Dann hat er sich mit einer wohligen Mattigkeit auf sein Bettlein gestreckt — das Stübchen hat er schon vor dem Essen gefeuert — und nun fehlte nur noch eines zu einem erquickenden, süßen Mittagsschläfchen — der Kuß und die Nähe der Liebsten. Und er kam! Du! Welch[’] schöne, liebe Stunde an diesem Sonntag! Dazu ein Päckchen mit Naschwerk von der Kantorei. Wenn ich es über mich bringe, bekommst auch noch was ab davon.
Holde! Geliebte! Sei tausendmal bedankt! Bedankt auch für das erlösende Wort, Du! Es geht mich eigentlich nichts an, Du! Aber ich freue mich ganz sehr mit Dir. Und es geht mich doch etwas an, bin doch Dein Gärtner, Du! Vielleicht hat es gerade an seiner Mühewaltung gefehlt. Weil nur nun alles in Ordnung geht! Bin ich nicht ein guter Rechenmeister? Ach Du! Er hat auch schon weiter gerechnet, und einstweilen will seine Rechnung noch gar nicht aufgehen. Besuchst [Du] mich vor dem 15. Nov., kann ich noch nicht versprechen, ob meine Vorbereitungen alle beendet sind. Besuchst [Du] mich hernach, kommen wir so weit hinein ins Jahr. Ach Liebste! Es wird sich ergeben. Und wir hoffen, daß alles gut wird.

AUFGABENSTELLUNG:
Beantworte bitte anhand des Auszugs zum Lesen:
(a) Was wurde schon vor dem Essen mit dem Stübchen gemacht?
(b) Von wem kam das Päckchen mit Naschwerk?
(c) Bei einem Besuch vor welchem Datum ist noch nicht sicher, ob alle Vorbereitungen beendet sind?
Stütze dich ausschließlich auf den Auszug.

ANGEZEIGTE DATEN:
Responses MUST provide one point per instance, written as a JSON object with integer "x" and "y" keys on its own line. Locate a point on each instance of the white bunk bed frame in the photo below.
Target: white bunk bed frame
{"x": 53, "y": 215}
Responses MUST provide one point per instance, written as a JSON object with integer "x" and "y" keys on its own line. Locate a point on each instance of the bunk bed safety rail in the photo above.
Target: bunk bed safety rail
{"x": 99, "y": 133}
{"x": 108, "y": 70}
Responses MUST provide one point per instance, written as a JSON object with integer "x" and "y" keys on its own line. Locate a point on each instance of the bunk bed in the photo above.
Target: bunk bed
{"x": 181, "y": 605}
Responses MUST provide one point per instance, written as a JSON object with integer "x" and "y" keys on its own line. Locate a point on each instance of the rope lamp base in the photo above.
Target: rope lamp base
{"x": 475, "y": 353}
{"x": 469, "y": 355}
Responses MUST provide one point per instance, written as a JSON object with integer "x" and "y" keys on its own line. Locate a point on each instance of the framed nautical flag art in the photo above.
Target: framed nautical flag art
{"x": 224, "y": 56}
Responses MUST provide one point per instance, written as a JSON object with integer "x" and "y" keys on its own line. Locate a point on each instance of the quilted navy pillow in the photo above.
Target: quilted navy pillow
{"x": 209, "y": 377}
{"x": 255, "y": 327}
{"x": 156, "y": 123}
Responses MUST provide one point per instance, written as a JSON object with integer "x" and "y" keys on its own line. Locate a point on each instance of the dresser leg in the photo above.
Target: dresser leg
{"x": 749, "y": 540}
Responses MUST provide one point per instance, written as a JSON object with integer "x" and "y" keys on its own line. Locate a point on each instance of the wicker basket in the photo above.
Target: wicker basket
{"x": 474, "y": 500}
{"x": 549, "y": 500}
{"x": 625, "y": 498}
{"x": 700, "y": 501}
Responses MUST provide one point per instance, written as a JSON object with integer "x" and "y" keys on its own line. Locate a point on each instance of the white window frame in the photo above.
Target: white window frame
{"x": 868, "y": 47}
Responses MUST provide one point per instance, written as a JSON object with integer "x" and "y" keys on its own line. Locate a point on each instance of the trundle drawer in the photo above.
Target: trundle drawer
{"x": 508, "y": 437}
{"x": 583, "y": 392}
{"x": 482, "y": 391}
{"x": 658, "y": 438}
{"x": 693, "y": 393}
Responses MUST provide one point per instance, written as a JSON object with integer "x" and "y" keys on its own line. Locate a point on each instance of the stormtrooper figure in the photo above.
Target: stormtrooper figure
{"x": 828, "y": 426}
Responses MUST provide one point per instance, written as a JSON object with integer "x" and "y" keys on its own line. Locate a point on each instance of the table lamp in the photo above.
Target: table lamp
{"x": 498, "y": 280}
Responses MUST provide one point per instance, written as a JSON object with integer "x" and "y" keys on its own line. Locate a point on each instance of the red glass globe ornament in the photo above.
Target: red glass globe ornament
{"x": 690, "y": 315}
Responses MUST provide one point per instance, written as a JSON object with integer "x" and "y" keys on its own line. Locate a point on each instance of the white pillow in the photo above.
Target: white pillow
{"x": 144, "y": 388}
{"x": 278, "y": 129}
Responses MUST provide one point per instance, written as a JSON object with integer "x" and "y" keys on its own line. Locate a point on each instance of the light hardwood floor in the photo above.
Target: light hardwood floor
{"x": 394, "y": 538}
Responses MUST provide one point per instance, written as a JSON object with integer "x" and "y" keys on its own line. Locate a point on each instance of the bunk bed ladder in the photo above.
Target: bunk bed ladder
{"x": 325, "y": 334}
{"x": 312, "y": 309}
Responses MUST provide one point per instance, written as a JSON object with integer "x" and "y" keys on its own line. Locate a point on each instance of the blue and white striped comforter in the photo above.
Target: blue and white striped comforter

ERGEBNIS:
(a) Es wurde gefeuert.
(b) Von der Kantorei.
(c) Vor dem 15. November.